— START OF Provided text —

The Resurrection Of Gavin Stone

Like a lot of bad comedies, the David Spade vehicle Dickie Roberts: Former Child Star has a good premise that the movie doesn’t exploit to its fullest potential. So it’s not meant as any kind of affront to say that The Resurrection Of Gavin Stone repurposes the general idea of that movie, sending debased has-been former kid performer Gavin Stone (Agents Of S.H.I.E.L.D.’s Brett Dalton) from the outskirts of Hollywood to a stint interacting with “normal” people who couldn’t care less about his faded career. It’s not even a terrible idea for a Christian-themed comedy; it’s easy to see how a damaged former child star might be better off doing community service for a church. But like so many movies designed for believers first and ordinary sinners second, if at all, Gavin Stone has trouble approximating the sensibility of actual entertainment and is particularly deadly as a comedy. Even David Spade movies tend to have more laughs.


Produced in a bizarre alliance between sometime blockbuster-funders Walden Media, Blumhouse offshoot BH Tilt, the WWE, and an ominous-sounding church outfit, the movie introduces Gavin through a clumsy recreation of an Entertainment Tonight-style “Where Are They Now?” segment that answers its own question with an indifferent shrug. It’s really just there to explain Gavin’s background as the formerly cute star of the sitcom Family Life, spouting the blame-deflecting catchphrase “Don’t look at me!” The filmmakers can’t be bothered to rip off a real sitcom catchphrase, instead performing blatant theft of Bart Simpson’s “I didn’t do it!” Even this movie’s parody of hackiness is hacky.

After an offscreen party where he helped trash a hotel roof bar (clearly the most decadent indulgence the filmmakers can conceive), Gavin is sentenced to 200 hours of community service, which he must perform in his Illinois hometown. (He must also receive an obligatory amount of information about himself for the sake of exposition: “I’m your manager!” “He’s your dad!” “You trashed a hotel roof bar!”) He semi-inexplicably moves back in with his disapproving father (Neil Flynn) and starts helping out at a church so mega that no one goes up for communion—it’s passed around as congregants stay in their seats.

In what seems like an attempt to keep the tone lightly comic, Gavin begins the movie newly sobered up, which means the movie has shunted both a major dramatic struggle and a possible source of laughs far off screen. Instead, the story focuses on his mild struggle to pose as a Christian in order to use his volunteer hours acting in a church play about Jesus, because that’s better than cleaning restrooms. Through its piousness, the screenplay imagines posing as a Christian as a significant act of deception, as if Christianity wasn’t an extremely common religious choice—because while no one ever says it, who Gavin really needs to pass as is a born-again Christian, which the movie quietly conflates with all Christianity, just as it conflates megachurch services with all Christian worship.

— END OF Provided text —
— START OF Recorded data —

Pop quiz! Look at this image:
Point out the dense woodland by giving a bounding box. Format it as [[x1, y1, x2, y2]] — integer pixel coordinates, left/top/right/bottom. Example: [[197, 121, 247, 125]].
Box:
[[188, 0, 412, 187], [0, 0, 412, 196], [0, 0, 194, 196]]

— END OF Recorded data —

Exercise prompt
Return the part of the film review that opens with the words "In what seems" and closes with "all Christian worship.". This data has no connection to the film review.

Written response
In what seems like an attempt to keep the tone lightly comic, Gavin begins the movie newly sobered up, which means the movie has shunted both a major dramatic struggle and a possible source of laughs far off screen. Instead, the story focuses on his mild struggle to pose as a Christian in order to use his volunteer hours acting in a church play about Jesus, because that’s better than cleaning restrooms. Through its piousness, the screenplay imagines posing as a Christian as a significant act of deception, as if Christianity wasn’t an extremely common religious choice—because while no one ever says it, who Gavin really needs to pass as is a born-again Christian, which the movie quietly conflates with all Christianity, just as it conflates megachurch services with all Christian worship.